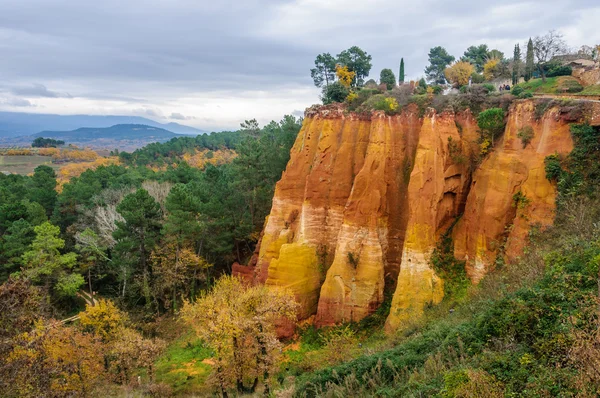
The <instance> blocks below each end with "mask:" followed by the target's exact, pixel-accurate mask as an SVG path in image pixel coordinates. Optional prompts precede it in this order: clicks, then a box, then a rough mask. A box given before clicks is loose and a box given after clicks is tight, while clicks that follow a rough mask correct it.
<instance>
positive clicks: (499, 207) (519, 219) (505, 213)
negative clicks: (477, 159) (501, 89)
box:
# # # # # # #
After reading through the material, report every line that holds "clicks".

The <instance> blocks below each end with "mask:" followed by the target's exact, pixel-accurate mask as an SVG path in image pixel coordinates. Optional prompts precede it in this order: clicks, then a box, then a rough mask. A box given before clicks is loose and a box given after clicks is tight, while clicks that follow a rough mask correct it.
positive clicks: (499, 207) (519, 219) (505, 213)
negative clicks: (477, 159) (501, 89)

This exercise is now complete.